Dataset records:
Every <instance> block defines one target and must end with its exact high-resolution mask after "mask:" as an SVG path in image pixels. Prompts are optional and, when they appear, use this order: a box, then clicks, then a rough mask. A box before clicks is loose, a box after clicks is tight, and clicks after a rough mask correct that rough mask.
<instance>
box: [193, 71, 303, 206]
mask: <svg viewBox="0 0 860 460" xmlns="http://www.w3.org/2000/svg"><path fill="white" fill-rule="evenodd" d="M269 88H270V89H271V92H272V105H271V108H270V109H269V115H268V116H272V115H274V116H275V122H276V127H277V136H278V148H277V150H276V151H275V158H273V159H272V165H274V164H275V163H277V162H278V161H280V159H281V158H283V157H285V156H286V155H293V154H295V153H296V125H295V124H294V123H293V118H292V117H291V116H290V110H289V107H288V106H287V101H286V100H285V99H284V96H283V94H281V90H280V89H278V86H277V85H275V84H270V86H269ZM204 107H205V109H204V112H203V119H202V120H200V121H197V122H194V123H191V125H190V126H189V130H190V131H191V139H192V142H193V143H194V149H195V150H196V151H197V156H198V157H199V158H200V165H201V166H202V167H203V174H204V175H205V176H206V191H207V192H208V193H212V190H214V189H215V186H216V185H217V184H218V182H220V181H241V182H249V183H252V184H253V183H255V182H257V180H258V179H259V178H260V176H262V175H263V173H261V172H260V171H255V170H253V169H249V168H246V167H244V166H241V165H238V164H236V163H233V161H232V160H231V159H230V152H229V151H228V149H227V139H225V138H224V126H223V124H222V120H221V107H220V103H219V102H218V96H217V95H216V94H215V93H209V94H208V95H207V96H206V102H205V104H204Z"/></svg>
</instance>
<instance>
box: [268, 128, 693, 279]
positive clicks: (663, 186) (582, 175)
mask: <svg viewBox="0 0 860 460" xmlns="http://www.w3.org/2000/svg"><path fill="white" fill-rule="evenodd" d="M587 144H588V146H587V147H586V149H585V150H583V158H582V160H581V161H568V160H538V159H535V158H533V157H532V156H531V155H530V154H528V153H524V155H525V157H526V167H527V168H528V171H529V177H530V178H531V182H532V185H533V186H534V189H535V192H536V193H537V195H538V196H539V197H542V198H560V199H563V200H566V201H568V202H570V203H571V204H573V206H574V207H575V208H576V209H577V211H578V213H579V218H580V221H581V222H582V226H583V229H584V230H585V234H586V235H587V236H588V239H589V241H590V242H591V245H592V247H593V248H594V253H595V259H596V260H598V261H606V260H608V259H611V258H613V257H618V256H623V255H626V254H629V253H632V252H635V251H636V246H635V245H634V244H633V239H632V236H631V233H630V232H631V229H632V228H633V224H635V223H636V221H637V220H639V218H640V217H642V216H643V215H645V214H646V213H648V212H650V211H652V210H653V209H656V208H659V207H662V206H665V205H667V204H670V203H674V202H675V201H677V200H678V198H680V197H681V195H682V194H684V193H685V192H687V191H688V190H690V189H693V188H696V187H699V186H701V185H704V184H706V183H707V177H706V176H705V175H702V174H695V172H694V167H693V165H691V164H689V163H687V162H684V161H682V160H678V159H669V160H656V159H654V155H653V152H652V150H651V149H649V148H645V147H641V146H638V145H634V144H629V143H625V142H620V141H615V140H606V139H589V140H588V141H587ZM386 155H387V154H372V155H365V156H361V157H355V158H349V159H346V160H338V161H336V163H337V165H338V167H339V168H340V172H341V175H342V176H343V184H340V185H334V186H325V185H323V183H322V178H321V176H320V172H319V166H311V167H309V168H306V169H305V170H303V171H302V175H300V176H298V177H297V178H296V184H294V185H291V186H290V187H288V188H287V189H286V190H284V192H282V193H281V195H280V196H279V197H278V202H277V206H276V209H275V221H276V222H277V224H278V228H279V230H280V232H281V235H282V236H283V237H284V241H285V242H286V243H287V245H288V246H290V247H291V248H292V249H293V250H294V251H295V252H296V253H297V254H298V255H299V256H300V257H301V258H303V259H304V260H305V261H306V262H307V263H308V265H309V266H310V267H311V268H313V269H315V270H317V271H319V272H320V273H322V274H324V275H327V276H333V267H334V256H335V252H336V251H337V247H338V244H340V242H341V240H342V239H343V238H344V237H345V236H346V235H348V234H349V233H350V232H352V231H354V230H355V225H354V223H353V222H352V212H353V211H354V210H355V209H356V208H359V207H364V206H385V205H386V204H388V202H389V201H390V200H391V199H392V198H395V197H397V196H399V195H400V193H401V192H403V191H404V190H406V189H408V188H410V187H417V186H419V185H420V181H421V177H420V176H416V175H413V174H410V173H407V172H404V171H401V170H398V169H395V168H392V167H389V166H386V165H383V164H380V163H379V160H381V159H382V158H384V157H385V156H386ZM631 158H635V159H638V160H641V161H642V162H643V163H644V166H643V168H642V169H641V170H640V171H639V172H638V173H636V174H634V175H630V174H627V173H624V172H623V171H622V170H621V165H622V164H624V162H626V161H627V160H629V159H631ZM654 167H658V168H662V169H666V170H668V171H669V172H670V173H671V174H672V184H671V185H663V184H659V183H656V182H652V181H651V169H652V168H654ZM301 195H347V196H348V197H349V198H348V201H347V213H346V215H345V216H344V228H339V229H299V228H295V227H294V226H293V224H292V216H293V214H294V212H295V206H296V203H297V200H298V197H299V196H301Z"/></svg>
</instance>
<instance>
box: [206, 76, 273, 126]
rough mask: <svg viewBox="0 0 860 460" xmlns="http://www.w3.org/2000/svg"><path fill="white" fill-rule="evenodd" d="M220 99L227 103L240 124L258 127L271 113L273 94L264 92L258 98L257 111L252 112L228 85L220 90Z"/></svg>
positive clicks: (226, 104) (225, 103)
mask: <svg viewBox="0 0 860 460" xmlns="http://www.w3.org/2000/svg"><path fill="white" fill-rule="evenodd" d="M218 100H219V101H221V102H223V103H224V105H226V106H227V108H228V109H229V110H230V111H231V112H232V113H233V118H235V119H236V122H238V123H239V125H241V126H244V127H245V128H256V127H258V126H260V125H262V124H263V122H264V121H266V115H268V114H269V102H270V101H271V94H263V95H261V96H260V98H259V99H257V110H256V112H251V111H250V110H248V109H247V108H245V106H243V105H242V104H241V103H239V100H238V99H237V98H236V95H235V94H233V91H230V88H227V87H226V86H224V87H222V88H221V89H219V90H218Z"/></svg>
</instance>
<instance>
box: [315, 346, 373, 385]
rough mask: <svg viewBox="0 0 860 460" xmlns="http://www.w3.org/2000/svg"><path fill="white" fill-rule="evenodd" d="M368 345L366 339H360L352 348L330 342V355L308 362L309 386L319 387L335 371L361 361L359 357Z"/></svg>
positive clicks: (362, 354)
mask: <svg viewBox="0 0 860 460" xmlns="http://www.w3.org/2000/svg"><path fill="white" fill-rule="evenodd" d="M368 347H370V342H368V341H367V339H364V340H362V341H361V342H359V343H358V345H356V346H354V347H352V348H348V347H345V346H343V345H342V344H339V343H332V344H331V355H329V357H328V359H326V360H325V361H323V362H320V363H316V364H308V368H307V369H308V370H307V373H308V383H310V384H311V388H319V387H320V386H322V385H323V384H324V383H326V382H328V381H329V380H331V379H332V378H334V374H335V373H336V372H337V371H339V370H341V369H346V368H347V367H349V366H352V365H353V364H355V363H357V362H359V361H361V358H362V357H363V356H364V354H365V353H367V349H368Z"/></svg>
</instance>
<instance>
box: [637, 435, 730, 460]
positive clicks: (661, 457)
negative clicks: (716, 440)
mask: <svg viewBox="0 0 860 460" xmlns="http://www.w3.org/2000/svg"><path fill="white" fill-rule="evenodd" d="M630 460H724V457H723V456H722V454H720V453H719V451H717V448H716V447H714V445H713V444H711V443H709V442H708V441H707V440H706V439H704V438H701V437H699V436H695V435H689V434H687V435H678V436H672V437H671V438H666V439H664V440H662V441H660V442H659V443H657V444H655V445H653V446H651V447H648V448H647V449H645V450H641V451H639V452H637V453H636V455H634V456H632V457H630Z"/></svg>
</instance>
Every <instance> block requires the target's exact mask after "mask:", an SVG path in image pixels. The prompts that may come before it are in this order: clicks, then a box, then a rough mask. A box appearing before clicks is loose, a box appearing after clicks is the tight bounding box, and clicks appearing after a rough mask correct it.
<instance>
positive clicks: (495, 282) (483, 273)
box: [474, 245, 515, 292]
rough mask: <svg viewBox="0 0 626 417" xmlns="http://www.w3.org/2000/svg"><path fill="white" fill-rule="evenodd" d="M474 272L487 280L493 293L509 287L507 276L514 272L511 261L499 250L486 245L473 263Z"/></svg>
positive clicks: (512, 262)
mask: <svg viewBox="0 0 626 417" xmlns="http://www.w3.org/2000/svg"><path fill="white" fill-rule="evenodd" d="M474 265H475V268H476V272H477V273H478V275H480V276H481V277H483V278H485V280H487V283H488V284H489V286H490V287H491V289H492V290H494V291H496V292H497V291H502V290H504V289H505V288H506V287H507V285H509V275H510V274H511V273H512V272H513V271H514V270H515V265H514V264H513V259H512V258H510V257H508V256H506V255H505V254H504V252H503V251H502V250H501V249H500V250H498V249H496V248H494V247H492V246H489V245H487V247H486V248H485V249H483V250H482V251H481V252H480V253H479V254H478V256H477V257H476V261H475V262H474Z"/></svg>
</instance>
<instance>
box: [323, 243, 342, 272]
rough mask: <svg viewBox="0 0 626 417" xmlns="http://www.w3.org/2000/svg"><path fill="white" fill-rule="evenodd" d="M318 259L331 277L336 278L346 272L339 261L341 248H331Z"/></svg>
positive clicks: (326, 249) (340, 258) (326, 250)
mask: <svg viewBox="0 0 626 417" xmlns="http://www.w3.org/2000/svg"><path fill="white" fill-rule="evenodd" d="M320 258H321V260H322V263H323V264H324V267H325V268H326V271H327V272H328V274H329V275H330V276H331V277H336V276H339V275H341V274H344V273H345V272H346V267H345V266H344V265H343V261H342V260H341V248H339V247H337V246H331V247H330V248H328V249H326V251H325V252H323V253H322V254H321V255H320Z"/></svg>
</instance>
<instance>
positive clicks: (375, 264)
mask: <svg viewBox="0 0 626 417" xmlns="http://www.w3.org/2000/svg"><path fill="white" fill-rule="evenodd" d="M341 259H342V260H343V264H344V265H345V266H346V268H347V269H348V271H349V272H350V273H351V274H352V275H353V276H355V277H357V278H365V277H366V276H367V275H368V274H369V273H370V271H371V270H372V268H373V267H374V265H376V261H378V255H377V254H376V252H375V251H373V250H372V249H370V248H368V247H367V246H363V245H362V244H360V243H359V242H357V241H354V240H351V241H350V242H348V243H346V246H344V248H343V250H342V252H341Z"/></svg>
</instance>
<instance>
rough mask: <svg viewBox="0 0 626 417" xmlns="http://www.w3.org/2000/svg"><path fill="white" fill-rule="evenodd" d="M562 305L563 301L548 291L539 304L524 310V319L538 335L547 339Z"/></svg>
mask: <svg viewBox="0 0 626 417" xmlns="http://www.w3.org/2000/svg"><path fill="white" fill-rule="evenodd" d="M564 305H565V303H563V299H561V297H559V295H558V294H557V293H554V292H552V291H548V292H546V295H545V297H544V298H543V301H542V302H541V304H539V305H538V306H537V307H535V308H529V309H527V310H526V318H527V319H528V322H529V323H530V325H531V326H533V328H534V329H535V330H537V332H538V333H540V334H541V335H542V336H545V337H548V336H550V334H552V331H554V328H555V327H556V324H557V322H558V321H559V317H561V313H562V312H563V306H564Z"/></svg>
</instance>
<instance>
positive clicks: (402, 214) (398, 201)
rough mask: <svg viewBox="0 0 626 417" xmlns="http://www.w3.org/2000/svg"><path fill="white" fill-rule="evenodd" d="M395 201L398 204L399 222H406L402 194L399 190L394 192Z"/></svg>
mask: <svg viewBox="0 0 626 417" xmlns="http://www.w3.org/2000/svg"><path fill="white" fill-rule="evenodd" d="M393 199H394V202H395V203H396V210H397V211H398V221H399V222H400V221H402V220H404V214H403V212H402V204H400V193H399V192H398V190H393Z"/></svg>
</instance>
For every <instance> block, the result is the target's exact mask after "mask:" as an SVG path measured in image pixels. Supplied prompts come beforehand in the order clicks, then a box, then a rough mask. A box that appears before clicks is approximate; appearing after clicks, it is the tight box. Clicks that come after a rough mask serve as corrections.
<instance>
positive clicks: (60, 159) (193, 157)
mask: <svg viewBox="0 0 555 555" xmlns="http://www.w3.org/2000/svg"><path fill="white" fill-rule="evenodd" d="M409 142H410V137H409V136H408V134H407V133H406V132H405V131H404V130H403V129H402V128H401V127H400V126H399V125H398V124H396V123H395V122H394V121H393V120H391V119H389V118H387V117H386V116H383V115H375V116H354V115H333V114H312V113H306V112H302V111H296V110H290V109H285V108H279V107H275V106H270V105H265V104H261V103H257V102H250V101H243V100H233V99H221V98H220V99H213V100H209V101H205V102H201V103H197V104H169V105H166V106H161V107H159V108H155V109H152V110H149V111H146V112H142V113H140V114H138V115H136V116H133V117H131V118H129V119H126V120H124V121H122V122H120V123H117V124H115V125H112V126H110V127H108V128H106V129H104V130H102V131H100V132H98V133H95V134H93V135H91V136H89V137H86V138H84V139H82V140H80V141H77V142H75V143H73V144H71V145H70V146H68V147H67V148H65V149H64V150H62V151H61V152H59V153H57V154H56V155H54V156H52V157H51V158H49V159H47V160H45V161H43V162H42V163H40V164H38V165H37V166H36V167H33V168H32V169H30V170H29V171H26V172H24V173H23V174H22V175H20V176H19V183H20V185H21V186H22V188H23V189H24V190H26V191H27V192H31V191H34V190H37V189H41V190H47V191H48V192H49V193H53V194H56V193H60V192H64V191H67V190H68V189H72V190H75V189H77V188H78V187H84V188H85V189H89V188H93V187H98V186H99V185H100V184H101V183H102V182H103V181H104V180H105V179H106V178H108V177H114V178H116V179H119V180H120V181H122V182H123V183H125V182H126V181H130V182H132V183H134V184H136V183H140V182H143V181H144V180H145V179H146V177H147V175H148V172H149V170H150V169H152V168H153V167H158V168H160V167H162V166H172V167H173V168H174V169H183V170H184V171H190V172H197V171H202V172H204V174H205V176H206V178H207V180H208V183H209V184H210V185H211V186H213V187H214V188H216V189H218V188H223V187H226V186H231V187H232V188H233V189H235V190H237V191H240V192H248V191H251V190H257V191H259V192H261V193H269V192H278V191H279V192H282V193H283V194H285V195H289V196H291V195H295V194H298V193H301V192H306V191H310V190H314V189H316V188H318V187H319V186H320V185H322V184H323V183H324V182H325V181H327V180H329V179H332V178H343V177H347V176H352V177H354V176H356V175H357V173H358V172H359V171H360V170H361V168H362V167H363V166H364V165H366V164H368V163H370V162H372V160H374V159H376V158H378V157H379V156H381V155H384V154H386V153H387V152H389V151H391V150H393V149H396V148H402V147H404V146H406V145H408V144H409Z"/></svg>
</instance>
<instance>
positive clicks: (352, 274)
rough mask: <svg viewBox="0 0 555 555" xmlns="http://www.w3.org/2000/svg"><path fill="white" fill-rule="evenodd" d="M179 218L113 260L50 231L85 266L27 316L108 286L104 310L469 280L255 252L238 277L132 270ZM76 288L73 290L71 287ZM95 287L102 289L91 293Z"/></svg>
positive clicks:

What you should do: Look back at the entries above and repeat, unchanged, every line from the line holding "box: [206, 76, 273, 126]" through the line holding "99L227 103L240 124L258".

Answer section:
box: [206, 76, 273, 126]
rough mask: <svg viewBox="0 0 860 460" xmlns="http://www.w3.org/2000/svg"><path fill="white" fill-rule="evenodd" d="M220 99L227 103L240 124L258 127L271 113L273 94L264 92L258 98L257 111L252 112L228 85L220 90Z"/></svg>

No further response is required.